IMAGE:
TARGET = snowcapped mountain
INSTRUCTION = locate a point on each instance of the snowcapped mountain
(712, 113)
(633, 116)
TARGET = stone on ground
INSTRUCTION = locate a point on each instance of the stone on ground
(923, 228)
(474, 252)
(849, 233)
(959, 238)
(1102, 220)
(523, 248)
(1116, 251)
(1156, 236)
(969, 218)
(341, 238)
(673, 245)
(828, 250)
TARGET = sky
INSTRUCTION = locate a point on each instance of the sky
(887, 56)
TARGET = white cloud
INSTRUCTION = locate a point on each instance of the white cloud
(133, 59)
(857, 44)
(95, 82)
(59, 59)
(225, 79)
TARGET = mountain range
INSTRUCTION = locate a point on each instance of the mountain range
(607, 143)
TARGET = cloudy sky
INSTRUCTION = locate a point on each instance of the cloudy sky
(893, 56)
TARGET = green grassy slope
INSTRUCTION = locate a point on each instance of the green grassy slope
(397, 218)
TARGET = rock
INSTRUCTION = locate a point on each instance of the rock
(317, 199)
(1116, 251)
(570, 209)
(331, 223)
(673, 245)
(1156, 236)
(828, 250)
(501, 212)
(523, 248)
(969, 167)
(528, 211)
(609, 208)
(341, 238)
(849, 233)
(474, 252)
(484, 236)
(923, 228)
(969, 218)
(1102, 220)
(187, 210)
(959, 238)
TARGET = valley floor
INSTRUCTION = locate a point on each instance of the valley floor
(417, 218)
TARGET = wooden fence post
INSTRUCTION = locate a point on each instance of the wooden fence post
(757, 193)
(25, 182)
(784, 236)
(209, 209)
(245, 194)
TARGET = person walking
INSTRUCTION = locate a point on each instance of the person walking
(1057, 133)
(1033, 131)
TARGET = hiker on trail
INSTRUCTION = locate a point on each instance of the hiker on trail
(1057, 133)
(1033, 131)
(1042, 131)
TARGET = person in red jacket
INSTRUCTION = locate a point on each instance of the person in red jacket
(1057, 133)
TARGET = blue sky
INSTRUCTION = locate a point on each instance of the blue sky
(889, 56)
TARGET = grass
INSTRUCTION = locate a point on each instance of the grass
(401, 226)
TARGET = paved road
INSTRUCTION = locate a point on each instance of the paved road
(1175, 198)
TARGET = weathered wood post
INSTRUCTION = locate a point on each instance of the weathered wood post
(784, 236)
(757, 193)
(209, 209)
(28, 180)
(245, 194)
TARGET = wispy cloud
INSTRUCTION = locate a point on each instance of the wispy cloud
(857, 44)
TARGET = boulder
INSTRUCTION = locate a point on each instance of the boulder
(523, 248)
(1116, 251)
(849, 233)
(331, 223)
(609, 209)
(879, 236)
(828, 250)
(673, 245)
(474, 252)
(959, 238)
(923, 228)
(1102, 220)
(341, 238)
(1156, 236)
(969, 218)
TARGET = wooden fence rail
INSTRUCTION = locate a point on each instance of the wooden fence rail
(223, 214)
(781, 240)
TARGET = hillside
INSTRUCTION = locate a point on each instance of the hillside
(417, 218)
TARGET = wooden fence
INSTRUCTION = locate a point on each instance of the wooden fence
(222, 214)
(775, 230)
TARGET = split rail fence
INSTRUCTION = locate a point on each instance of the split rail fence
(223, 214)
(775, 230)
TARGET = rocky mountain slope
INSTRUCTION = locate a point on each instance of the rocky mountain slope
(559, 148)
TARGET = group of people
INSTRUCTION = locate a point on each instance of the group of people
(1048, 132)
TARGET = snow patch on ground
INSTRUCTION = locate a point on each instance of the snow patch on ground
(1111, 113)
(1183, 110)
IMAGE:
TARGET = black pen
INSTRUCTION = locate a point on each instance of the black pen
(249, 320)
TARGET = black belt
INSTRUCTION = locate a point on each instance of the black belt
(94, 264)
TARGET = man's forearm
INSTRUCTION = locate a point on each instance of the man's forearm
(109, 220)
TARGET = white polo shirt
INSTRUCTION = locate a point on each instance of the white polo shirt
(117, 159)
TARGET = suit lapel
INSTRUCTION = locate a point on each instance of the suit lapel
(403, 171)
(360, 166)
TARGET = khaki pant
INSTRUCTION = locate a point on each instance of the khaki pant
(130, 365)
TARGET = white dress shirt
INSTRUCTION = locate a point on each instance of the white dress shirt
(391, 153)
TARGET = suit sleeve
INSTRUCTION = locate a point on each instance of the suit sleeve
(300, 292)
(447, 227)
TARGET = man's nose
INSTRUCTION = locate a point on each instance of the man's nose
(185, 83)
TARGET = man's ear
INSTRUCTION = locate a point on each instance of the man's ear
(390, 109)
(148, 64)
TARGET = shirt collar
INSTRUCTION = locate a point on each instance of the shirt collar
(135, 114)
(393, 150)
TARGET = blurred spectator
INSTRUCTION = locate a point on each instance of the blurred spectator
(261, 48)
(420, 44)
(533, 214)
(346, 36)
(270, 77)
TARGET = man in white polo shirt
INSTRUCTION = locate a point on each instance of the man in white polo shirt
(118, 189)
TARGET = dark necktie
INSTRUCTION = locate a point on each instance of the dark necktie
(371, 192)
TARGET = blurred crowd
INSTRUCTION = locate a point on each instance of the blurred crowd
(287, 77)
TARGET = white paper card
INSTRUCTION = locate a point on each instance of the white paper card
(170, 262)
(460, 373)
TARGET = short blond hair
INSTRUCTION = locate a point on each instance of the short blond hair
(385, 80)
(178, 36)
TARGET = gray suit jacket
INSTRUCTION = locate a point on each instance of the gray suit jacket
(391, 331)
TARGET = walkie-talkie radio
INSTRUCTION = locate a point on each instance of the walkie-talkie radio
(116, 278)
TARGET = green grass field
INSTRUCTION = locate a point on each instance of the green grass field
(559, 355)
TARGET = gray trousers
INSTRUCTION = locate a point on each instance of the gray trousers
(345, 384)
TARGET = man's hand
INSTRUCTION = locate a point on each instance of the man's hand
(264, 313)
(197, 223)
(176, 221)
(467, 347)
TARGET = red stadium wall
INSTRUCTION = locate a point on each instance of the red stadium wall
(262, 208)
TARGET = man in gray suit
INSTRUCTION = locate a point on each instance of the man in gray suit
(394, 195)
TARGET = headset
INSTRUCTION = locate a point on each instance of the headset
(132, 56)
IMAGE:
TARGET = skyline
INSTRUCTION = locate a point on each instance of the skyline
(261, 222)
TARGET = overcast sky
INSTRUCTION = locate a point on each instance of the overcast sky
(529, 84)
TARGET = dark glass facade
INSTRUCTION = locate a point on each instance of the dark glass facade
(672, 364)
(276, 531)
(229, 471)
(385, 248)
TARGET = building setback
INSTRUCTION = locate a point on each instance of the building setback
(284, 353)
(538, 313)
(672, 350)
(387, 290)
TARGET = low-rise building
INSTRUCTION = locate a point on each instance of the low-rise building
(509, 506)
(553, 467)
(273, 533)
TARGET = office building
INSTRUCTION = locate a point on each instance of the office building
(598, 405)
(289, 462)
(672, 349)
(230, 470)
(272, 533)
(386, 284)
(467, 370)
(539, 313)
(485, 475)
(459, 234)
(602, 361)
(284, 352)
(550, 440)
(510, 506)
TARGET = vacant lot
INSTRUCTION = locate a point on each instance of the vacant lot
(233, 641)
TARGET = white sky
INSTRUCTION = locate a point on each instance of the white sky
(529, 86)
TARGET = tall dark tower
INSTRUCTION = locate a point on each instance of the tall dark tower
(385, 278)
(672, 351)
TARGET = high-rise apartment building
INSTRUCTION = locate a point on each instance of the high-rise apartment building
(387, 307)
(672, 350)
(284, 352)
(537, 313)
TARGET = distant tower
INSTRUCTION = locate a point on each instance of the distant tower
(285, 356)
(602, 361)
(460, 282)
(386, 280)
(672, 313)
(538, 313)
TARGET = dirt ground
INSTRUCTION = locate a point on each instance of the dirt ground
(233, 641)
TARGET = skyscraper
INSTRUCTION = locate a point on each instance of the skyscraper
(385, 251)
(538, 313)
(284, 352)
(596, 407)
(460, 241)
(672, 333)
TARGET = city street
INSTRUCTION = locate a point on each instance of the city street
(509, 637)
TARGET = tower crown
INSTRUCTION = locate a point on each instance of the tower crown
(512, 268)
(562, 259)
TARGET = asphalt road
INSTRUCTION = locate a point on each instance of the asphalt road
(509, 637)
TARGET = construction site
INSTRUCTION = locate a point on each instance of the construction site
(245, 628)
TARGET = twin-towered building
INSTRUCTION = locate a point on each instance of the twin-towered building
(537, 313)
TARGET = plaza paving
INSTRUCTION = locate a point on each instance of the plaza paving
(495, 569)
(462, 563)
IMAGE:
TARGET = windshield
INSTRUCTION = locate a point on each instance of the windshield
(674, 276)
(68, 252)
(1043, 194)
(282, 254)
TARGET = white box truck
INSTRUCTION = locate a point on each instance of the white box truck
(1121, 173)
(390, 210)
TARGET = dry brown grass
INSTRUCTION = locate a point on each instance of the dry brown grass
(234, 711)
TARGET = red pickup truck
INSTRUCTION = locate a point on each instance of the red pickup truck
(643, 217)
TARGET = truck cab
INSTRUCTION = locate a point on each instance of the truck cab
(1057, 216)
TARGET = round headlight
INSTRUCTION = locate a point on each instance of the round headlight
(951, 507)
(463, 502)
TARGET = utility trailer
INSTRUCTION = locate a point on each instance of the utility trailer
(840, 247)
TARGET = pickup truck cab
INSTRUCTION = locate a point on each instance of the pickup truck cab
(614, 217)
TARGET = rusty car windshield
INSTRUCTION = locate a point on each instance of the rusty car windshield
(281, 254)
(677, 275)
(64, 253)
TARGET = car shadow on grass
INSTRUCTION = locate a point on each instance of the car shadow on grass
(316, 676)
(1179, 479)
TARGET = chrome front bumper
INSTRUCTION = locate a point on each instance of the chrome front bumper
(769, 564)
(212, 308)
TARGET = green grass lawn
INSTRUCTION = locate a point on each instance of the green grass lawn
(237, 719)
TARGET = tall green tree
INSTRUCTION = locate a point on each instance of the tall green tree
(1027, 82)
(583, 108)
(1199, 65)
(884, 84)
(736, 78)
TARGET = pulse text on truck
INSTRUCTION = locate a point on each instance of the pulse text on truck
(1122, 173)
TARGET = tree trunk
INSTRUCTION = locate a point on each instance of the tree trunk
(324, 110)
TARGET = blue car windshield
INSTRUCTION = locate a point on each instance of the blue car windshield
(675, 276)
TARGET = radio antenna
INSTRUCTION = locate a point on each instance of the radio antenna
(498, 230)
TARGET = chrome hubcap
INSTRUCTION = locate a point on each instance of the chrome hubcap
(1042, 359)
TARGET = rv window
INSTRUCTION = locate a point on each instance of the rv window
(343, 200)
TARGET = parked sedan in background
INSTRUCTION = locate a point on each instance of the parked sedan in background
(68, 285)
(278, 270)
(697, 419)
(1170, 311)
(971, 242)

○ ○ ○ ○ ○ ○ ○

Instructions to follow:
Copy out, without any changes, the lines of the listing that start at the line containing "TARGET = skyscraper" and end with the line containing "(1179, 479)", including both of those lines.

Output for this task:
TARGET = skyscraper
INSTRUCTION = locate a point on each instance of the skyscraper
(385, 251)
(538, 313)
(284, 352)
(596, 407)
(460, 241)
(672, 333)
TARGET = city street
INSTRUCTION = locate a point on each instance of the city street
(509, 637)
TARGET = tower crown
INSTRUCTION = locate a point on each instance of the tower crown
(512, 268)
(562, 259)
TARGET = asphalt road
INSTRUCTION = locate a point on each instance of the asphalt road
(509, 637)
TARGET = construction site
INSTRUCTION = locate a point on each instance of the construction site
(245, 628)
TARGET = twin-towered building
INSTRUCTION = locate a point on each instance of the twin-towered building
(537, 313)
TARGET = plaza paving
INSTRUCTION = locate a point on each instance of the plaza paving
(495, 569)
(462, 563)
IMAGE:
TARGET = windshield
INSTRUCTION = locate a point on each instance of the windshield
(674, 276)
(68, 252)
(1043, 194)
(282, 254)
TARGET = white box truck
INSTRUCTION = locate a point on each instance of the white box truck
(1121, 173)
(390, 210)
TARGET = dry brown grass
INSTRUCTION = locate a point on each instance of the dry brown grass
(234, 711)
TARGET = red pickup truck
INSTRUCTION = locate a point on each instance of the red pickup truck
(643, 217)
TARGET = truck cab
INSTRUCTION = locate a point on each instance of the truck cab
(1057, 216)
TARGET = round headlight
INSTRUCTION = locate a point on each instance of the round headlight
(951, 507)
(463, 502)
TARGET = utility trailer
INSTRUCTION = locate a point on each instance of the utility trailer
(840, 247)
TARGET = pickup truck cab
INSTRUCTION = locate a point on each instance of the pickup truck cab
(614, 217)
TARGET = rusty car windshield
INSTRUCTION = locate a point on each instance of the rusty car windshield
(281, 254)
(677, 275)
(64, 253)
TARGET = car shadow on grass
INSTRUCTION = locate a point on each instance of the car shadow on grass
(316, 676)
(1179, 479)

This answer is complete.